**Written instruction A:** Decide whether each statement below agrees with the passage on receptivity to the Spirit. Answer yes or no for each and quote the words of the passage that decide it. (i) People cut off from the Universal supply are compared to electric fixtures disconnected from their wire. (ii) The Spirit's manifestations are limited to the natural world. (iii) The mustard seed is described as larger than all other seeds.
**Written instruction B:** Write the next part of the passage on receptivity to the Spirit, picking up after its closing quotation about the grain of mustard seed.

**Document text:**
*-*-*

If we cultivate receptivity to influences from the unseen realm, always keeping our interior windows open in an expectant attitude, the Infinite creative wisdom and power will perfectly adjust all our relations. When we place our finite lives at the disposal of the creative Spirit, and allow them to conform spontaneously to ideals born in the highest realm of consciousness, we can achieve nothing but success, in the truest sense; but if, by entertaining a negative attitude of doubt, selfishness, or unreceptivity, we cut ourselves off from the Universal supply, and cease to be conductors of the Spirit, we become social parasites, encumbering the growth of society. We are then like electric fixtures disconnected from the wire that supplies the illuminating power. To realize our true end in life, we must be, on the one hand, perpetually open to receive inspiration from the Highest, and, on the other, in touch with our fellow beings, to communicate to them the Spirit as we receive it. Thus the circuit is completed, so that the perfect social ideal can grow into manifestation spontaneously. If either end is closed, friction and disorder ensue in our lives, both in their individual and collective capacities.

Forms rise above forms in the scale of nature, from the animalcule, sporting in a drop of water, to world systems moving majestically through illimitable space. The Spirit eternally seeks expression, aiming, through manifold channels and among all orders of life, to unfold ideals. Nor are its manifestations confined to the natural world—that is only its external embodiment, the spiritual idea projected outward in symbols, so that even the dullest vision may catch occasional hints of its meaning. Everywhere we witness growth. Within the human sphere we find growth of institutions, arts, philosophies, civilizations, all tending toward some glorious end not yet realized. We have only to remove personal obstructions, and become receptive to the Spirit of Truth, to be drawn to the places we are fitted to occupy in the new order—"a new heaven and a new earth."

Jesus declared: "Among them that are born of women [i. e. on the human plane] there hath not arisen a greater than John the Baptist; yet he that is but little in the kingdom of heaven [i. e. in the divine order of free growth] is greater than he." "The kingdom of heaven is like unto a grain of mustard seed, which a man took, and sowed in his field; which, indeed, is less than all seeds; but when it is grown, it is greater than the herbs, and becometh a tree, so that the birds of the heaven come and lodge in the branches thereof."

*-*-*

**Data extract:**
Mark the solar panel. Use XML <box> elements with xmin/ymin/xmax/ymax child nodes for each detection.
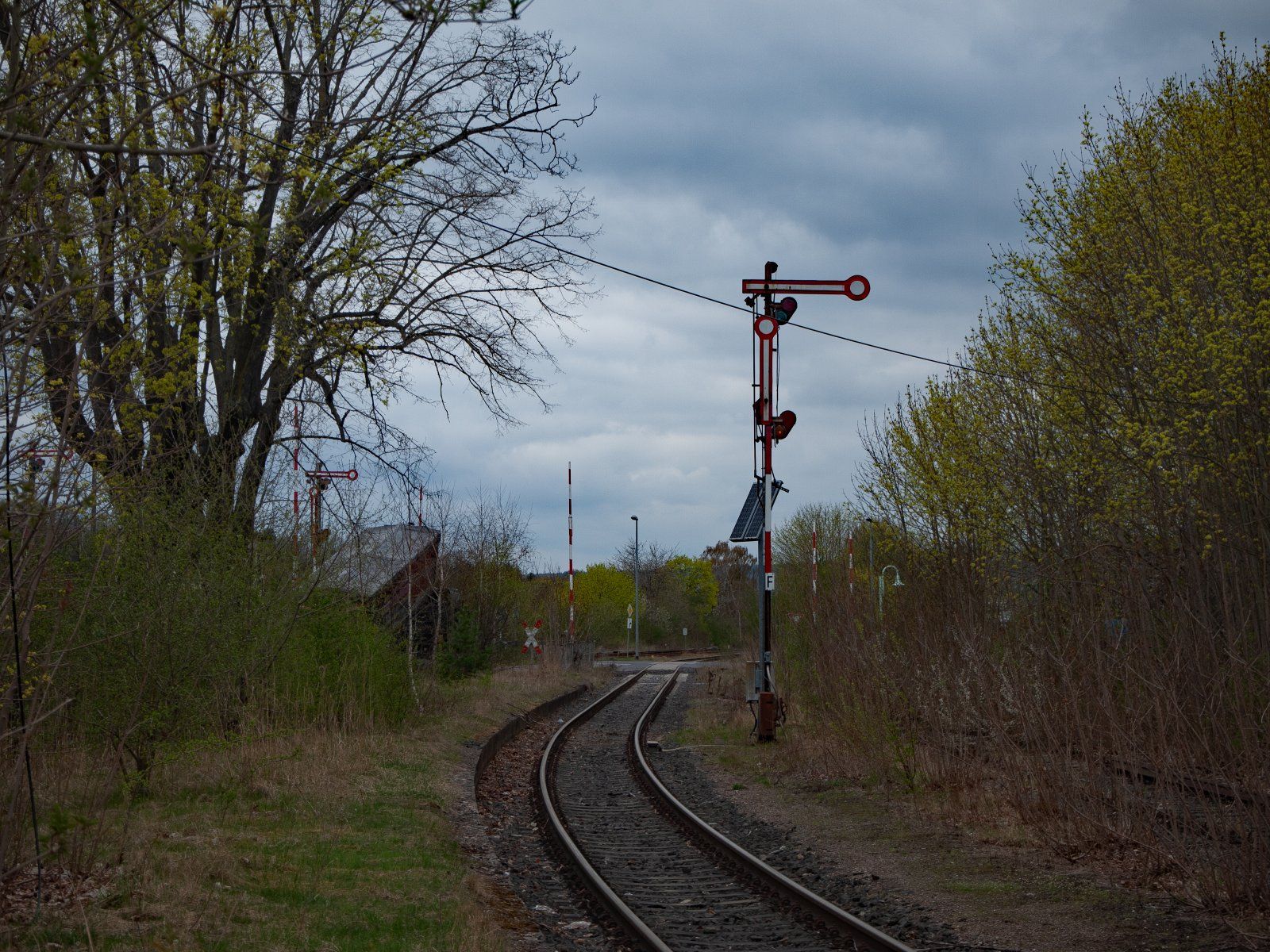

*-*-*

**Answer A:**
(i) Yes: "We are then like electric fixtures disconnected from the wire that supplies the illuminating power."
(ii) No: "Nor are its manifestations confined to the natural world"
(iii) No: "which, indeed, is less than all seeds"

**Answer B:**
Paul wrote: "For even as we have many members in one body, ...so we who are many, are one body."

In the main, schemes of social reform have taken into account, principally or solely, certain exigencies of the present moment, seeking, primarily, to stay the tide of injustice and oppression that threatens to engulf society and exterminate our modern civilization in the same manner that, one after another, the civilizations of antiquity perished. They have aimed to ameliorate conditions and render existence more tolerable, in the hope that, with improved opportunities for material advancement, and the betterment of social relations, men would be induced to turn their attention toward the higher and deeper things of a spiritual life. But this method is exactly the reverse of that taught and practiced by Jesus. No reformer ever encountered external conditions more discouraging for the promulgation of a spiritual doctrine of life.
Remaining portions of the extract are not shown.